§ **Provided entries**
· · · ·

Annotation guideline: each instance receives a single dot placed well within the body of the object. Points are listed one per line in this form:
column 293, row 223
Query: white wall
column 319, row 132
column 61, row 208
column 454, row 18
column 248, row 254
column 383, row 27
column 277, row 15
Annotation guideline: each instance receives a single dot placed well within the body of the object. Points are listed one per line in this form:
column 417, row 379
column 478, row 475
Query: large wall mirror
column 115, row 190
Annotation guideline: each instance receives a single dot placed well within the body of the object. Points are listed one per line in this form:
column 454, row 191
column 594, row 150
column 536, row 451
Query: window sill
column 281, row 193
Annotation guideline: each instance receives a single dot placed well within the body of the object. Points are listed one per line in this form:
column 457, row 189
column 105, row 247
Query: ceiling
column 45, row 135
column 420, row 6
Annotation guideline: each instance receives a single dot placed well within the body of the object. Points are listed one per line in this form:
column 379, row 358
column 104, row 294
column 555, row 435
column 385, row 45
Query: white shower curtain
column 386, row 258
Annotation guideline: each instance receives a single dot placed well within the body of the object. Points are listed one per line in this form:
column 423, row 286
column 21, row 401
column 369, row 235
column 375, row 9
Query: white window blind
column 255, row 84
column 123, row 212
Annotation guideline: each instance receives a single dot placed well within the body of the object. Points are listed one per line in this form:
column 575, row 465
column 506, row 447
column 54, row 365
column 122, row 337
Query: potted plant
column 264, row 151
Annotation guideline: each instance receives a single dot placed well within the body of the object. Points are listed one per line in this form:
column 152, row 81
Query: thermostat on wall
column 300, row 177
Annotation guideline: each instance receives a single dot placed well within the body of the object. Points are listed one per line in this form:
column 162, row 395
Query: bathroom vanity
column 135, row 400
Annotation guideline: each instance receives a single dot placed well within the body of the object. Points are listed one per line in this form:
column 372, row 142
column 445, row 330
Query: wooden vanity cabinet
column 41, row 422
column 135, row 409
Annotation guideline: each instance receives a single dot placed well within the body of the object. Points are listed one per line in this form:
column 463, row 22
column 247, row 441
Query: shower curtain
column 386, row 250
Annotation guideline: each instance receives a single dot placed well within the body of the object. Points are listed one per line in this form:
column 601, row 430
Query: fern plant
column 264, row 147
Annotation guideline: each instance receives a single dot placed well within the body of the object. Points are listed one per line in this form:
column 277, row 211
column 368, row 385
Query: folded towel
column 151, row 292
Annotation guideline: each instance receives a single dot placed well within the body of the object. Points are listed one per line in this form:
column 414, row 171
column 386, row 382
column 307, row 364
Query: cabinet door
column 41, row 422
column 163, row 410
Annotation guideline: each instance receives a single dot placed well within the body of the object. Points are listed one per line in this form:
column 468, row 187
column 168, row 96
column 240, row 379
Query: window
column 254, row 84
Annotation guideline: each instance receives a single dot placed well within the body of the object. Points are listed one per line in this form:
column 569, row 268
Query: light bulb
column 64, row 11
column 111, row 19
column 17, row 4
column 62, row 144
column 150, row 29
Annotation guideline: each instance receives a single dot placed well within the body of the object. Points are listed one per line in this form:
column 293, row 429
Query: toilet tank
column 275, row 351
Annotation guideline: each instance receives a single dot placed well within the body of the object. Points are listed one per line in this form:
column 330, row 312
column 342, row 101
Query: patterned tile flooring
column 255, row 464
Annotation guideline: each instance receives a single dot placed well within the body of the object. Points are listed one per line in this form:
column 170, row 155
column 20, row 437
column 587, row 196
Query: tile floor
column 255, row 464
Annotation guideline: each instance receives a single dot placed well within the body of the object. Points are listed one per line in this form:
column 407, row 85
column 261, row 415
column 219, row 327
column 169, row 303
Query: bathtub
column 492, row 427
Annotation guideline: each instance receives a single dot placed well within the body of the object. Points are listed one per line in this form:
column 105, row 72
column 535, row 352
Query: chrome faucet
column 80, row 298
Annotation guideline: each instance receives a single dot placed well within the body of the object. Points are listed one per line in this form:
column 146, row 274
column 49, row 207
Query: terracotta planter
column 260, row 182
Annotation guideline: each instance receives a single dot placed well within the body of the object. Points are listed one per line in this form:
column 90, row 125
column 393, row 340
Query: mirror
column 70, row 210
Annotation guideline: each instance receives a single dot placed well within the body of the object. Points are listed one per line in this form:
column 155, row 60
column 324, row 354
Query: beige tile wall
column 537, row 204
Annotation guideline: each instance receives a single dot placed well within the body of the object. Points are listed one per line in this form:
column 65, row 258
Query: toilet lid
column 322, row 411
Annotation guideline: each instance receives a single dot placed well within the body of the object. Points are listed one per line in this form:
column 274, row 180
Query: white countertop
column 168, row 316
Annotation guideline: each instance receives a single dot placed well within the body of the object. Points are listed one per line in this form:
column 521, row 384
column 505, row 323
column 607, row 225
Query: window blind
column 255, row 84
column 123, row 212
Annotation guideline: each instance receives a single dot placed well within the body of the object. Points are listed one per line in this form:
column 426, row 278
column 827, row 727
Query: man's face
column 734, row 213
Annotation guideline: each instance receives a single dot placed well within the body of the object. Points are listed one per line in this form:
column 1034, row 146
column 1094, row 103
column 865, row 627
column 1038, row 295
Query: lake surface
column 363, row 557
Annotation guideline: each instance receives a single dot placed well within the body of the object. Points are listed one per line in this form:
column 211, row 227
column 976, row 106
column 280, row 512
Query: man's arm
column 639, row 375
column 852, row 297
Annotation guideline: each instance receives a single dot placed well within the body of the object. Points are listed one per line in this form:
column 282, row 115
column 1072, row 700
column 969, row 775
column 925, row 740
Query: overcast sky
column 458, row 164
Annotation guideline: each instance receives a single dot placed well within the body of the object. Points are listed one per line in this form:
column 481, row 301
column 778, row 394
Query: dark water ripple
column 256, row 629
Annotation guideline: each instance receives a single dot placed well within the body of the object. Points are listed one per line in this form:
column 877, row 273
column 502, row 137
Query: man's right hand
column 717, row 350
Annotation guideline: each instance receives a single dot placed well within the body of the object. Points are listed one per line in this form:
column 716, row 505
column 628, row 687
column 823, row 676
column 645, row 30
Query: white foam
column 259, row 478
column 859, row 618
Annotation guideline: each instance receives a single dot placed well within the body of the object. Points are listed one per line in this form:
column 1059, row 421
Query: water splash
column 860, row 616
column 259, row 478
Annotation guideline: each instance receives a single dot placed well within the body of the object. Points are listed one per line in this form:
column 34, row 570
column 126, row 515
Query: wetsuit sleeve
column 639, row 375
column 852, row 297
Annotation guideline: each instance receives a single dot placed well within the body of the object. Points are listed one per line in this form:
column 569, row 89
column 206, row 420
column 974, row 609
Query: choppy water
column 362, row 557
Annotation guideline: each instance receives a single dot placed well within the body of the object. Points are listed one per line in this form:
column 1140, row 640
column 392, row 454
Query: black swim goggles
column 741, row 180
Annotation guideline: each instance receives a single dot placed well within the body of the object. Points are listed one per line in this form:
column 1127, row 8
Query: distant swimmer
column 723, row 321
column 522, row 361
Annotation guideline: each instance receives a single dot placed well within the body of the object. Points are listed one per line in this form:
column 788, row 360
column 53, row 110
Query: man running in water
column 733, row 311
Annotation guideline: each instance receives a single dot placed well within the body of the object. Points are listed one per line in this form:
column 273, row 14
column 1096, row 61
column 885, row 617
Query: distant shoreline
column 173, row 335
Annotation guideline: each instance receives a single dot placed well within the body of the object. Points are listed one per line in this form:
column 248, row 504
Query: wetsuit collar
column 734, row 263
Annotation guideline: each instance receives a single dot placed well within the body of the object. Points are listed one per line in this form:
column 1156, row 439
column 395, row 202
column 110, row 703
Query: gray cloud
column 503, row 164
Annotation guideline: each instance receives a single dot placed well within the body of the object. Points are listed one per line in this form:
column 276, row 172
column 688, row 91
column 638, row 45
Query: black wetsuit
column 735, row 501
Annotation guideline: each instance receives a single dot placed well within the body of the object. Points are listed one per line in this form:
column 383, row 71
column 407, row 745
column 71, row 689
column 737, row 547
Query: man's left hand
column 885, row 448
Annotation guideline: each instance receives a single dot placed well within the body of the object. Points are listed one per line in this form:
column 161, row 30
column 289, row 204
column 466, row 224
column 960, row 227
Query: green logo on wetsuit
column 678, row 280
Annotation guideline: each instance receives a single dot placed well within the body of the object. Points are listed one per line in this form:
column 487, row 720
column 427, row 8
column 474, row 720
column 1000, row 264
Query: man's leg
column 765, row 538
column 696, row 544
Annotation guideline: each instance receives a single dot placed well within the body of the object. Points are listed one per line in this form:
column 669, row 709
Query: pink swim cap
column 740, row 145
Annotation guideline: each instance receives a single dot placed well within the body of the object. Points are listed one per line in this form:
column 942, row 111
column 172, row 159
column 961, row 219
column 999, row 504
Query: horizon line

· · · ·

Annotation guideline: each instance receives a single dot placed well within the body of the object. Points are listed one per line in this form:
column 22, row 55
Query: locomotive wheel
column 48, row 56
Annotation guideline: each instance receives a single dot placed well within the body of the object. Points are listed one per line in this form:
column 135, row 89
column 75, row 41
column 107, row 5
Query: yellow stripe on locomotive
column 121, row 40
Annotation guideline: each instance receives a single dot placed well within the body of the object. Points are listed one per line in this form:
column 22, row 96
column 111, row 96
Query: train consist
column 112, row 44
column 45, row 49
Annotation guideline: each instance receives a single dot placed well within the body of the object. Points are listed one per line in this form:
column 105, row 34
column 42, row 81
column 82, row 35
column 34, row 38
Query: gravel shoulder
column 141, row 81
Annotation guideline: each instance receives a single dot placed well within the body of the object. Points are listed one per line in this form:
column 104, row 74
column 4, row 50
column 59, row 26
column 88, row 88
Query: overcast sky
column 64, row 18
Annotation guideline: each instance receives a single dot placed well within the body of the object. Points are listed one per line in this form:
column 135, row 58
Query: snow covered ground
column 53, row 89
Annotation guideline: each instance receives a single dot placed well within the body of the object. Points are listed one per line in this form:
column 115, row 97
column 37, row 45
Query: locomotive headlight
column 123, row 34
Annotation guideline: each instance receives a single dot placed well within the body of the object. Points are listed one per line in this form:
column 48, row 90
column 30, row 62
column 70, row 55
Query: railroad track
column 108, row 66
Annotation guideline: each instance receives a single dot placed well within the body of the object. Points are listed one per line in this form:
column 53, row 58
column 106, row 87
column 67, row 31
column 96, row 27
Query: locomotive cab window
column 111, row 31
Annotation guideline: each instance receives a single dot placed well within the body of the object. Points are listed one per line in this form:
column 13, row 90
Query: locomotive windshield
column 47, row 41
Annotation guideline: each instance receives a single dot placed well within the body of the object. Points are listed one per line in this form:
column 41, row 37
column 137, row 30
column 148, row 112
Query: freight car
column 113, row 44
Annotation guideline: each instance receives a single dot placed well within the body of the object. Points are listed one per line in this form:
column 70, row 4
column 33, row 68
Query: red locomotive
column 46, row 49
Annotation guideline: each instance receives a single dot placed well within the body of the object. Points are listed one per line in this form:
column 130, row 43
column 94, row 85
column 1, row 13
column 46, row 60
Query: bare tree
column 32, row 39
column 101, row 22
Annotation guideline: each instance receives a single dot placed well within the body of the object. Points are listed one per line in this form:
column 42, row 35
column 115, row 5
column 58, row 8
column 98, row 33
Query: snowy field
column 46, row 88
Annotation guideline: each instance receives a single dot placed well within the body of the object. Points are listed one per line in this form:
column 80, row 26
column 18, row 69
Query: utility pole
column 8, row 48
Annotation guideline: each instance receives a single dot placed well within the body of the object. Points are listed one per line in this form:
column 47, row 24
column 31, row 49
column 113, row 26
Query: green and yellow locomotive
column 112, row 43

· · · ·

In the records above, the line with "column 375, row 9" marks the start and the line with "column 152, row 81" marks the end; copy that stretch exactly, both lines included, and nothing else.

§ **Task result**
column 375, row 9
Query: white window blind
column 255, row 84
column 123, row 212
Annotation guideline: each instance receives a single dot placed well within the body of the object. Points are listed one per line in this form:
column 575, row 465
column 506, row 447
column 54, row 365
column 122, row 337
Query: potted plant
column 264, row 151
Annotation guideline: each instance receives a single dot placed well within the body of the object. Points are listed one per line in this form:
column 152, row 81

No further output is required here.